# PROVIDED PASSAGE
Farr was assigned to what was called a Detachment A. His job was to stay behind in the event the Red Army overran Europe and delay their advance.
The Soviets never invaded and in the late 1970s, Farr returned to the U.S., where he taught a course for medics. It was there t he earned a promotion and a nickname.
“When I went down to teach, all of a sudden there were 10 people called Doc. One of the other instructors decided to issue us nicknames. He claims with no malice aforethought that he called me Rocky and that’s what I got.”
Farr eventually graduated from Northeast Louisiana University and was accepted into the Uniformed Services University. He was commissioned in 1979 as a second lieutenant, earned his medical degree in 1983 and became board certified in aerospace medicine, and anatomic and clinical pathology.
He also learned to fly, both fixed and rotary wing aircraft.
Farr rose through the ranks, becoming a major in 1987, lieutenant colonel in 1993 and colonel in 1999. He commanded a number of medical units, including a stint as division surgeon for the 10th Mountain Division.
Farr continued garnering responsibilities, serving as command surgeon of the Army Special Forces Command at Ft. Bragg before coming to Tampa, where he became Socom command surgeon.
As the man in charge of medical treatment for all commandos, Farr was finally able to fully apply the lessons learned decades earlier in Vietnam.
“There have been tremendous changes since Vietnam,” Farr says. “In Vietnam, tourniquets were considered forbidden. The assumption was that it would kill the limb.”
With Farr’s encouragement, tourniquets became a mainstay.
There were other advances over the years, in both technology and techniques, Farr says. Bandages were treated with substances that promoted clots. Responsibility for medical care was expanded beyond medics to all commandos.
Combined, it meant a reduction in the killed-in-action rate, dropping from about 20 percent before the current wars to about 12 percent now, Farr says.
Farr says one of his biggest accomplishments at Socom was helping develop a battlefield medical kit for troops that included a tourniquet, hemostatic dressing, antibiotics and pain pills and a needle for sucking chest wounds.
“The key thing is that every single person has it,” Farr says. “Your buddy is saving you.”
In 2009, Farr became command surgeon of Soccent, the MacDill-based special operations warfighting headquarters for U.S. Central Command. Though special operations forces in Afghanistan already had robust medical services, the same was not always true in the rest of the command’s region.
For Farr, the challenge became making sure commandos working in smaller numbers elsewhere were able to be properly treated and evacuated.

(Data entries)
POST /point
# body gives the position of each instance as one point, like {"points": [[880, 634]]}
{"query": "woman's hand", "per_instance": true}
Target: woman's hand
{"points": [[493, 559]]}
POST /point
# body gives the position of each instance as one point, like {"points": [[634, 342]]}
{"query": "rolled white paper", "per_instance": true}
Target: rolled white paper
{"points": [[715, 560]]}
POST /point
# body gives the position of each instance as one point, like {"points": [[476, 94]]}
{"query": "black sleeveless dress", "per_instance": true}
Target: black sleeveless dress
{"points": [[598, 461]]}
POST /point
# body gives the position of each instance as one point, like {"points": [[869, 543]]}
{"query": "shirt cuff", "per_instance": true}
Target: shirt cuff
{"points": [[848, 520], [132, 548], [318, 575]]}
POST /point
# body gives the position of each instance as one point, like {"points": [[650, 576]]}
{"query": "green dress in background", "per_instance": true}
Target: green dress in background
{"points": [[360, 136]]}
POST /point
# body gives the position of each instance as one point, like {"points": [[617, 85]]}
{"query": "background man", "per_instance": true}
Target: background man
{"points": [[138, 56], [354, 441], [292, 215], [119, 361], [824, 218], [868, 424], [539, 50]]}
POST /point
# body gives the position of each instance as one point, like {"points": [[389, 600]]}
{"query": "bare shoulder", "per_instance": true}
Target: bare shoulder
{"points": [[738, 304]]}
--
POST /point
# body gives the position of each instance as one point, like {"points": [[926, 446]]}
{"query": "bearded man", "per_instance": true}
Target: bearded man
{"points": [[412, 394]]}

# PROBLEM TO SOLVE
Does each statement below agree with the text about Farr's army career? Answer yes or no for each, and quote the words from the text that decide it.
1. Farr was commissioned as a second lieutenant in 1979.
2. In Vietnam, tourniquets were encouraged.
3. Farr became a colonel in 1993.

# RESPONSE TO THE TASK
1. Yes: "He was commissioned in 1979 as a second lieutenant"
2. No: "In Vietnam, tourniquets were considered forbidden."
3. No: "lieutenant colonel in 1993 and colonel in 1999"